* PAGE:
On Thu, Jul 3, 2008 at 9:36 PM, William Pearson <[EMAIL PROTECTED]> wrote:
> Sorry about the long thread jack
>
> 2008/7/3 Vladimir Nesov <[EMAIL PROTECTED]>:
>> On Thu, Jul 3, 2008 at 4:05 PM, William Pearson <[EMAIL PROTECTED]> wrote:
>>> Because it is dealing with powerful stuff, when it gets it wrong it
>>> goes wrong powerfully. You could lock the experimental code away in a
>>> sand box inside A, but then it would be a separate program just one
>>> inside A, but it might not be able to interact with programs in a way
>>> that it can do its job.
>>>
>>> There are two grades of faultiness. frequency and severity. You cannot
>>> predict the severity of faults of arbitrary programs (and accepting
>>> arbitrary programs from the outside world is something I want the
>>> system to be able to do, after vetting etc).
>>>
>>
>> You can't prove any interesting thing about an arbitrary program. It
>> can behave like a Friendly AI before February 25, 2317, and like a
>> Giant Cheesecake AI after that.
>>
> Whoever said you could? The whole system is designed around the
> ability to take in or create arbitrary code, give it only minimal
> access to other programs that it can earn and lock it out from that
> ability when it does something bad.

* INFORMATION SHOWN:
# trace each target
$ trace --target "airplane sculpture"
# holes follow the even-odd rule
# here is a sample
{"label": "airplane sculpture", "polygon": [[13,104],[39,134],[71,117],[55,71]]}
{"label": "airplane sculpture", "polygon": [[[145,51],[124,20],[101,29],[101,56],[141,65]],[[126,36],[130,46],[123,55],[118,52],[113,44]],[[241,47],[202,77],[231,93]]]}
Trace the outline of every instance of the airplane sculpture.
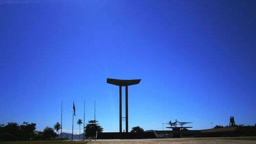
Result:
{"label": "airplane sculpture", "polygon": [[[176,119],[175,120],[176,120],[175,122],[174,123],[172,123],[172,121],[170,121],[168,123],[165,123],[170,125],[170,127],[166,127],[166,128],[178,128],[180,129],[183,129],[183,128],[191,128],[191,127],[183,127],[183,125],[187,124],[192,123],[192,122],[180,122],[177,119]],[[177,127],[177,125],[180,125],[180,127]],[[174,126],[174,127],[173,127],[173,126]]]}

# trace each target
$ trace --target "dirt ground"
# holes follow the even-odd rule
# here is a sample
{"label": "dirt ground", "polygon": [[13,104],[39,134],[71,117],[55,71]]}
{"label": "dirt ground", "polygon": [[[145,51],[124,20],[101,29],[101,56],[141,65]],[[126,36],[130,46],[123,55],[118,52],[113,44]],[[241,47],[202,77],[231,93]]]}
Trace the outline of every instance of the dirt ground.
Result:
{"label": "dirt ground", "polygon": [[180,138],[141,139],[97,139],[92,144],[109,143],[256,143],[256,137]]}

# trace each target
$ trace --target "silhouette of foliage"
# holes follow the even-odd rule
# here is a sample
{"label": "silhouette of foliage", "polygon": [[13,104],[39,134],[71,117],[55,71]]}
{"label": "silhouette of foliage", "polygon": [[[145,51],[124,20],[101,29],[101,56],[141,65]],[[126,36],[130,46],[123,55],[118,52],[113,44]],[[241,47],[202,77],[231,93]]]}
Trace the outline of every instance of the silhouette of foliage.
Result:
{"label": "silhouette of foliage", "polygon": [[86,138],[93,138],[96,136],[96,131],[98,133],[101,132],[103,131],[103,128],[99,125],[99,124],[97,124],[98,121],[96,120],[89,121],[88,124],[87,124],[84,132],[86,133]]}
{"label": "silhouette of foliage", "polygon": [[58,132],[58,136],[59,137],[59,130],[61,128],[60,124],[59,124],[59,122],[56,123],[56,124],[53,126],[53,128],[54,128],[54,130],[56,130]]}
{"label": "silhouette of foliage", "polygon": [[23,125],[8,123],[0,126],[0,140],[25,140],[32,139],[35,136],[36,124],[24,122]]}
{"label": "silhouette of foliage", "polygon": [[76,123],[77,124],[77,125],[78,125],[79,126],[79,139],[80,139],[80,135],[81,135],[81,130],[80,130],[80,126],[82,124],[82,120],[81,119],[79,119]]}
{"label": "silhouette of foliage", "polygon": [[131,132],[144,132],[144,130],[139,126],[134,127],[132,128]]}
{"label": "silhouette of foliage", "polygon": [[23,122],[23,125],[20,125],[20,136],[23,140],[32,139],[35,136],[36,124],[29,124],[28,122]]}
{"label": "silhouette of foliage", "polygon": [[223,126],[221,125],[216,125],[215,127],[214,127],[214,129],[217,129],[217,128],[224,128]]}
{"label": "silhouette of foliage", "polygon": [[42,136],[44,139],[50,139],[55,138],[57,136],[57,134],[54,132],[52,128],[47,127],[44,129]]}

---

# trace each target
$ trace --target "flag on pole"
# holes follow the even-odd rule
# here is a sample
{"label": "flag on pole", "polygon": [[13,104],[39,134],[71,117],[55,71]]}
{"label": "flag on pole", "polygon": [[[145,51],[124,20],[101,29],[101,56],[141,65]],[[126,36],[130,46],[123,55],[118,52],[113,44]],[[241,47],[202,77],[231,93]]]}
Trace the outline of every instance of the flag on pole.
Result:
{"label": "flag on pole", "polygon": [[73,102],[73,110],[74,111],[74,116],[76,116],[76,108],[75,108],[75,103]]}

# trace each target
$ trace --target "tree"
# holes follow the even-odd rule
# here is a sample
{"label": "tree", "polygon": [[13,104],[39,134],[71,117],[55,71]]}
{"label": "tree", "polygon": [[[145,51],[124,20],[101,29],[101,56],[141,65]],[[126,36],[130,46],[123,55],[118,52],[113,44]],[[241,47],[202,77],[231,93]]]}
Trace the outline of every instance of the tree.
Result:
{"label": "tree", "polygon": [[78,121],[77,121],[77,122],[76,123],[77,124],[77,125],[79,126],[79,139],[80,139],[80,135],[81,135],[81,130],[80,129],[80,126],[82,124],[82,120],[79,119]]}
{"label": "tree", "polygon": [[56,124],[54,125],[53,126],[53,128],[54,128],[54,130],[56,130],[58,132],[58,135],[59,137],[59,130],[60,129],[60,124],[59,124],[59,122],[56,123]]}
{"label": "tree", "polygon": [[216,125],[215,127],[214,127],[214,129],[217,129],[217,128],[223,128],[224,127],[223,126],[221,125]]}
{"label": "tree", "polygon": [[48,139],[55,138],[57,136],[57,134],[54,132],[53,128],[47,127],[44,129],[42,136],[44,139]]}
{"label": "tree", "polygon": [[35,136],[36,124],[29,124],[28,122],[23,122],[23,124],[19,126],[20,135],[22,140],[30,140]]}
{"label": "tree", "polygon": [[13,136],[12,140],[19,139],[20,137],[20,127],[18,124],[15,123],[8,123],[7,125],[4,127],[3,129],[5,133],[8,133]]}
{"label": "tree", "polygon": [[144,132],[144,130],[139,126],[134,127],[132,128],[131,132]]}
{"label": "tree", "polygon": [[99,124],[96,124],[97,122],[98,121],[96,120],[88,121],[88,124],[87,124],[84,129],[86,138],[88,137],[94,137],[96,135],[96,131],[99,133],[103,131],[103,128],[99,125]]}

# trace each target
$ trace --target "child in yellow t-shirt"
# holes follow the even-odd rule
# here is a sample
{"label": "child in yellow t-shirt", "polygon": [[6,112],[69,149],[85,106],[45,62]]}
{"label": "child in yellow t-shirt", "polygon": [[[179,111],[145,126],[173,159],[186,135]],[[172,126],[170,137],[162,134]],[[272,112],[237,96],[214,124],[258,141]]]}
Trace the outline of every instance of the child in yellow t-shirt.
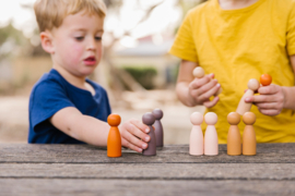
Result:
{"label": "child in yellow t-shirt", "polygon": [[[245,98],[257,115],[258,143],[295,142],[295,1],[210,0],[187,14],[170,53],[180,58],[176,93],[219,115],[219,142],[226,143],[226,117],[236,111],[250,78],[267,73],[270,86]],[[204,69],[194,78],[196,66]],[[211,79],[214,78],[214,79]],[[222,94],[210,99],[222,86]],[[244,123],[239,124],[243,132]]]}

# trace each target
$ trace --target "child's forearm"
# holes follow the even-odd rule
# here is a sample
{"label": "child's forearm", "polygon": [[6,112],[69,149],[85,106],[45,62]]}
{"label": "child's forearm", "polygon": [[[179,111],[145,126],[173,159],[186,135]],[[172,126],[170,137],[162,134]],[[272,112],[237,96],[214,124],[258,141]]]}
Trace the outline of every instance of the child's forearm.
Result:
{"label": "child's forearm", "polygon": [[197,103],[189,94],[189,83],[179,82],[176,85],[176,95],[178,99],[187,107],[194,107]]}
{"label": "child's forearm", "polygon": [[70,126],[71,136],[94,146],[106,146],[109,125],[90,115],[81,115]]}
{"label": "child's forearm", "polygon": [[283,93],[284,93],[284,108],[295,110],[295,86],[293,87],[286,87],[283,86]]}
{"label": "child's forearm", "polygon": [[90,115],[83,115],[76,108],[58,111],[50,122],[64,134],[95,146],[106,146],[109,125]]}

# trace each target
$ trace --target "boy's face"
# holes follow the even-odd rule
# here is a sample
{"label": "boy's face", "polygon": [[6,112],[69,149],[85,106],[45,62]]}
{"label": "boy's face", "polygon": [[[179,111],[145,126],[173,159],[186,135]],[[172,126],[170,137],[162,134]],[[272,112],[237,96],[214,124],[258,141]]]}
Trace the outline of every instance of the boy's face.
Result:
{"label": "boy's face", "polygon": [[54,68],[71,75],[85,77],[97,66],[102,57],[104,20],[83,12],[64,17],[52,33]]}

* INSTRUCTION 1: What two grades of faultiness does the email thread name?
* INSTRUCTION 2: According to the email thread, why might locking the experimental code away in a sandbox inside A not work? Answer in one to three sentences.

* RESPONSE 1: Frequency and severity.

* RESPONSE 2: Locked in a sandbox, the code would become a separate program that merely sits inside A. It then might not be able to interact with programs in a way that lets it do its job.